▶ [TO DO]
Give back all the records below, unaltered.
━━ DATA PROVIDED ━━
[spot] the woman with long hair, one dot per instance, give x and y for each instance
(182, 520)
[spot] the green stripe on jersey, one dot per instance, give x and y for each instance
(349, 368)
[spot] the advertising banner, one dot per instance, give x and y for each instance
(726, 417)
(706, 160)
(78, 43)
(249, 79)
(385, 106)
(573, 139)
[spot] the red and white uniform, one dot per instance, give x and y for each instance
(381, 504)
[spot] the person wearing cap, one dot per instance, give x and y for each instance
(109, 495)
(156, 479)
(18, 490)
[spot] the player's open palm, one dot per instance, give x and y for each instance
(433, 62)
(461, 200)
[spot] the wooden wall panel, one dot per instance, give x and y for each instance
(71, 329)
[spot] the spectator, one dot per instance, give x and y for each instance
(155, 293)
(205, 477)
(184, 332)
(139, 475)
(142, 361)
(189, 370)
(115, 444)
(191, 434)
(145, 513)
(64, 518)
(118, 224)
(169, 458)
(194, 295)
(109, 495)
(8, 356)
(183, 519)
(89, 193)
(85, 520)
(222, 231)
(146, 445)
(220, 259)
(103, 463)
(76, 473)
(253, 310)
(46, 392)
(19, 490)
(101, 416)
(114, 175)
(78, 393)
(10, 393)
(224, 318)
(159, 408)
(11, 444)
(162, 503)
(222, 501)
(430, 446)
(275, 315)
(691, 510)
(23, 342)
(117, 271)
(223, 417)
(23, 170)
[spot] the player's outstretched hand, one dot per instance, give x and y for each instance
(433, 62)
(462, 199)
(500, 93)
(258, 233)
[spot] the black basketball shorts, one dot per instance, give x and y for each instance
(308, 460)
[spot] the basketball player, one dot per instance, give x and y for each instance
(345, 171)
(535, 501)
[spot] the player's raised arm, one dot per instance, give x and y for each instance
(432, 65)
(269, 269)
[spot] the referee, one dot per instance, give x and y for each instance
━━━
▶ [TASK SOLUTION]
[spot] the woman with long hair, one dot per instance, give x and y for each instance
(182, 520)
[spot] the green stripe on jersey, one dot per instance, give x and y for each instance
(349, 368)
[spot] the advertising banner, one dot per instance, give x and y for each instance
(726, 417)
(706, 160)
(78, 43)
(249, 79)
(385, 106)
(573, 139)
[spot] the red and white uniform, one dot per instance, give x and y for each instance
(381, 504)
[spot] the person wearing cap, one dot per instance, give x and y for each instance
(109, 495)
(156, 479)
(18, 490)
[spot] the player's open palm, one dot per instance, give x and y for each instance
(433, 62)
(461, 200)
[spot] the wooden wall panel, one dot per instance, give x and y for each instance
(71, 329)
[spot] the spectator, one dot per instance, give x and y for each instance
(155, 293)
(205, 477)
(184, 332)
(139, 475)
(142, 361)
(189, 370)
(115, 444)
(191, 434)
(145, 513)
(64, 518)
(118, 224)
(169, 458)
(194, 295)
(109, 495)
(8, 356)
(183, 519)
(89, 193)
(85, 520)
(222, 231)
(146, 445)
(220, 259)
(103, 463)
(76, 473)
(253, 310)
(46, 392)
(19, 490)
(101, 416)
(114, 175)
(78, 393)
(10, 393)
(224, 318)
(159, 408)
(11, 444)
(162, 503)
(222, 501)
(430, 446)
(275, 315)
(691, 510)
(23, 342)
(117, 271)
(223, 417)
(23, 170)
[spot] the player's outstretched hand, one dot per instance, give x and y for each instance
(433, 62)
(462, 199)
(500, 93)
(258, 233)
[spot] the black basketball shorts, one dot per instance, give x and y for each instance
(308, 460)
[spot] the basketball player, one dot per instance, give x and y for each instance
(345, 171)
(535, 501)
[spot] the player's raised arm, one dot per instance, give x and y for each instance
(432, 65)
(269, 269)
[spot] the referee, one dot per instance, give x and y for each instance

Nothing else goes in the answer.